▶ [Trecho do texto]:
Bonifácio VIII: o Papa mais caluniado da história (II)
Sidney Silveira
Continuação deste texto.
1- Articulador da abdicação de Celestino V?
Os acusadores imputam a Bonifácio VIII o crime de ser o malicioso articulador da abdicação de Celestino V — movido por ambições pessoais e políticas. Mas em que fontes se baseiam? Que documentos sustentam um juízo histórico tão terrível? Antes de chegar a isto, façamos um breve resumo da situação da Igreja no momento do conclave que elegeu Celestino V.
Celestino V e a virulência dos “espirituais” franciscanos
No decorrer do século XIII floresceu na Igreja, sobretudo entre fanáticos franciscanos de extremado caráter milenarista, uma tendência monástica de homens que chamavam a si mesmos de “espirituais”. Propugnavam a mais estrita pobreza, não admitindo que entre eles houvesse propriedade alguma, nem mesmo a dos bens primo usu consumptibiles (comida e vestuário). Para esses monges, a pobreza absoluta representaria a perfeição evangélica da qual nem o Papa os poderia dispensar. Tal visão, que a pretexto de ser “espiritual” é materialista a não mais poder (pois confunde a bem-aventurança da pobreza de espírito, reflexo da verdadeira humildade, com uma pobreza meramente material), será condenada formalmente no século XIV por João XXII, o Papa que canonizará Santo Tomás de Aquino.
Dante Alighieri, de quem se falará adiante e sobre cuja Commedia paira uma terrível sombra gnóstica — o que se entrevê já em sua descida ao “inferno”, périplo em busca do conhecimento nel mezzo del cammin della nostra vita, e não uma experiência escatológica cristã após esta vida —, tinha grande simpatia por esses espirituais franciscanos. Comprova-o o fato de o poeta haver colocado no “céu” o herético Joaquim de Fiore, grande inspirador daqueles frades, atribuindo a São Boaventura as seguintes palavras: “Lucemi da lato/il calavrese abate Gioacchino/di spirito profetico dotato” (Paraíso, Canto XII)[1]. Pois bem, o suposto “espírito profético” de Fiore louvado por Dante começava na idéia de que a Santíssima Trindade, embora divina, seria o símbolo da multidão de homens que, ao longo dos séculos e espalhada pelo mundo, constitui o povo fiel, a Igreja.

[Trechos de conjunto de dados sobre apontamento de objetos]
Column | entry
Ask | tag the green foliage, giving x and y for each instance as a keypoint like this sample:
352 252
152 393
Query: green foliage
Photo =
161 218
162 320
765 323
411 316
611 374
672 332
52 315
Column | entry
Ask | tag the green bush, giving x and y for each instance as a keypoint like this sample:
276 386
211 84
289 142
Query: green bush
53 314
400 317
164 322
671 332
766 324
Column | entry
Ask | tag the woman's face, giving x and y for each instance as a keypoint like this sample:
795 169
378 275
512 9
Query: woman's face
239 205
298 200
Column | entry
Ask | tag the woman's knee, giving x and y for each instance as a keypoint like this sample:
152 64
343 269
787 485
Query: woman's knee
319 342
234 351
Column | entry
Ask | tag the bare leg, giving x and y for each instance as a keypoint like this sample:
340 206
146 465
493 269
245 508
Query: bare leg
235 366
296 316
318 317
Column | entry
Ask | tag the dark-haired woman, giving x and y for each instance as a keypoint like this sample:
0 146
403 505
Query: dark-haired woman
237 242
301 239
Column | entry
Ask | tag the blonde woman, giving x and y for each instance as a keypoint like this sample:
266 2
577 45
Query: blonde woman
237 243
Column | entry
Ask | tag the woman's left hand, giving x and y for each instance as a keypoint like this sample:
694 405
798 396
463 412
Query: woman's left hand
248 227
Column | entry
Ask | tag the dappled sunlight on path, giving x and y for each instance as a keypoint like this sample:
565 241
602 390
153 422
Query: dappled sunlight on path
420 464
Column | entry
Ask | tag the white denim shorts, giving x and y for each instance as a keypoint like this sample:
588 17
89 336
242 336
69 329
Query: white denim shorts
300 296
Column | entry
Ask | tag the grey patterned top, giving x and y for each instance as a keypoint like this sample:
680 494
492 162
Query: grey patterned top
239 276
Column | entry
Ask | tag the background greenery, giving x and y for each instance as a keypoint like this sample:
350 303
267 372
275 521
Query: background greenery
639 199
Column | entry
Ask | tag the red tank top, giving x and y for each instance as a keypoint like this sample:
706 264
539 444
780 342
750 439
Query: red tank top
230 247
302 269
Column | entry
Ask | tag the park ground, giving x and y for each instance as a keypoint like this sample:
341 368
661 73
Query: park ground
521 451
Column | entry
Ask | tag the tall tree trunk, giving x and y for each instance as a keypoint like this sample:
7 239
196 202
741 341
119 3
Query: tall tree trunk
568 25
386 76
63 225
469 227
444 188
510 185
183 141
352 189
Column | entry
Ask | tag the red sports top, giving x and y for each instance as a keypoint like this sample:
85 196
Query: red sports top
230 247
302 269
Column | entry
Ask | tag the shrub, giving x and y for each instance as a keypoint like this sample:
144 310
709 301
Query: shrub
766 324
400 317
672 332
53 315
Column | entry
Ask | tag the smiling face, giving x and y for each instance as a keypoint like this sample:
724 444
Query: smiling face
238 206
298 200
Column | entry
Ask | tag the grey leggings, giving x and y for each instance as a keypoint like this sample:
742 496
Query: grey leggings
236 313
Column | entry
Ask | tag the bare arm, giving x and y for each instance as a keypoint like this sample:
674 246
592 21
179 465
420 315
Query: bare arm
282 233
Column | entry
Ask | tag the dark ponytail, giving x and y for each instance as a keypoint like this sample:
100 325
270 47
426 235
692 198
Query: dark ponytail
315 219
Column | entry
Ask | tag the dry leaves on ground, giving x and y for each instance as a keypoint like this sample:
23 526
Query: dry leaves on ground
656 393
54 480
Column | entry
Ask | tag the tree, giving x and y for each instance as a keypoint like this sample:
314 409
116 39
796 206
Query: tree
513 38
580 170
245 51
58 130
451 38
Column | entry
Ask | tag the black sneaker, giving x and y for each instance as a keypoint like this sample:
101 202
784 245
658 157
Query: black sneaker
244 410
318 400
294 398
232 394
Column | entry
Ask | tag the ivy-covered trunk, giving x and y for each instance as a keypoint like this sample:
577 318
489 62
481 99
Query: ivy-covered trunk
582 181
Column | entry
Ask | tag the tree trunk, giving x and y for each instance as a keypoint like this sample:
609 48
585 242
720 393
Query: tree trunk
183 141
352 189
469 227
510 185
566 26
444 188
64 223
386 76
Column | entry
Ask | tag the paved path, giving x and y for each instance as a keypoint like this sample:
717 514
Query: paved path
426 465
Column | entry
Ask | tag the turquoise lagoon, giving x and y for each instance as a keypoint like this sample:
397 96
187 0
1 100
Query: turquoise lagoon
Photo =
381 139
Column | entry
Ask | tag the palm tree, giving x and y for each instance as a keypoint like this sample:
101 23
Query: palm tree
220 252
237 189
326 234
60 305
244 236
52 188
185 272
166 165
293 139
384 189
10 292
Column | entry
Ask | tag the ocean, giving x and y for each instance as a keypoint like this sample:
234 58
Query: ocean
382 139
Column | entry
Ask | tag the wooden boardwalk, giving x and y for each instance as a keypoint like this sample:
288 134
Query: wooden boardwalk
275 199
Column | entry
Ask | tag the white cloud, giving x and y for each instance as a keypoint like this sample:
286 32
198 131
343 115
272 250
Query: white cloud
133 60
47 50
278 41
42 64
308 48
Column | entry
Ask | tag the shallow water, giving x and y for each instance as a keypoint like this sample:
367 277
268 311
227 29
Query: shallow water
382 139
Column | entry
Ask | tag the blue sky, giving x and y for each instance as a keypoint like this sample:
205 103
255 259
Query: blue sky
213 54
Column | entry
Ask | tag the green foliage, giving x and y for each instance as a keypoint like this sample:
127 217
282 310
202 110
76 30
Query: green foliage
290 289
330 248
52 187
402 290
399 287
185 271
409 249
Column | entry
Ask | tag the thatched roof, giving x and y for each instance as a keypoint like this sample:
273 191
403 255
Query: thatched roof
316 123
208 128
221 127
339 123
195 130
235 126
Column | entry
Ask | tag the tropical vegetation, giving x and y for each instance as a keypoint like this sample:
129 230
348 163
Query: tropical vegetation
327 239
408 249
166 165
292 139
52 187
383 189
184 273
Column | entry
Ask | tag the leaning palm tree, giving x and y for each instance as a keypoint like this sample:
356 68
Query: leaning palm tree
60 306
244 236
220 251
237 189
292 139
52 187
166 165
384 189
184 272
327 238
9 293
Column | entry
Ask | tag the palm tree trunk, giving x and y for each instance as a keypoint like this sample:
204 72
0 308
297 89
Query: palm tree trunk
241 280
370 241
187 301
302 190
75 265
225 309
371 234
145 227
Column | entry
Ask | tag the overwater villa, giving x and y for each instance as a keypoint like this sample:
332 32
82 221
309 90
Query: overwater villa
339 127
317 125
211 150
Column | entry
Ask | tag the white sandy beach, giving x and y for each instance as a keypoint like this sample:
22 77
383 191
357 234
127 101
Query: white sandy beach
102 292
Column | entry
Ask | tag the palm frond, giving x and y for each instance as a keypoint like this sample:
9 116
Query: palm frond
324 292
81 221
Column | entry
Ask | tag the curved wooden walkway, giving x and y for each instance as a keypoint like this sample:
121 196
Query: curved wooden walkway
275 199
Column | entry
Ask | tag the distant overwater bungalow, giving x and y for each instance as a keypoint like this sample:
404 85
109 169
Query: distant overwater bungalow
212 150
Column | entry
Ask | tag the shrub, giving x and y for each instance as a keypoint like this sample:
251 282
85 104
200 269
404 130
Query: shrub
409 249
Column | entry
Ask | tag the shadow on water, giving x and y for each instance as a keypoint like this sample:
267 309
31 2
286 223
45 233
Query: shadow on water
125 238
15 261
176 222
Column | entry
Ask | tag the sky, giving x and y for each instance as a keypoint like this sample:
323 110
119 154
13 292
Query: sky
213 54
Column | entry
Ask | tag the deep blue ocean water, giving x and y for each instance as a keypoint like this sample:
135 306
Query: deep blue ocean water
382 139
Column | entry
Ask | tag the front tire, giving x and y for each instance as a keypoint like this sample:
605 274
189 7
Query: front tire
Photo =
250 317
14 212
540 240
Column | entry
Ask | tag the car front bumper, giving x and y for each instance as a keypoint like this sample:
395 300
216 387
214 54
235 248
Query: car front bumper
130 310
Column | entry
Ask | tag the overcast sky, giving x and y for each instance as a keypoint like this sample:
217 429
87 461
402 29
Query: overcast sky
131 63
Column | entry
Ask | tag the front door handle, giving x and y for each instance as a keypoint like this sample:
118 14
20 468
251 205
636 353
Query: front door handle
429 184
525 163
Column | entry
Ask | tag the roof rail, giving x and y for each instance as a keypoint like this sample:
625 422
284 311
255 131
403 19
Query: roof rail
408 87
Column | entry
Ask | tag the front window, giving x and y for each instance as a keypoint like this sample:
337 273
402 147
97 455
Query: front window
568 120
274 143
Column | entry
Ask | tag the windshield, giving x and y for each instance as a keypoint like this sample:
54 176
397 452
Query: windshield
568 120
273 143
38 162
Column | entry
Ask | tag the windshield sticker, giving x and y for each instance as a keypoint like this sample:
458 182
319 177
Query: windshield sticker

▶ [Objetivo da tarefa]: Prossiga o texto sobre Bonifácio VIII a partir da frase final, que termina em "constitui o povo fiel, a Igreja".

▶ [Resposta da tarefa]:
Em correspondência a esse conceito de Trindade que agredia frontalmente ao Magistério da Igreja, Fiore dividira a história da humanidade em três idades:
Ø a do Antigo Testamento, que manifestou a glória do Pai (tempo dos homens casados que viviam segundo a carne);
Ø a do Novo Testamento, em que se revelou o Filho (tempo dos clérigos que viviam segundo a carne e o espírito); e
Ø a do “Evangelho Eterno”, que seria o reino do Espírito Santo (tempo dos monges que viveriam apenas segundo o espírito).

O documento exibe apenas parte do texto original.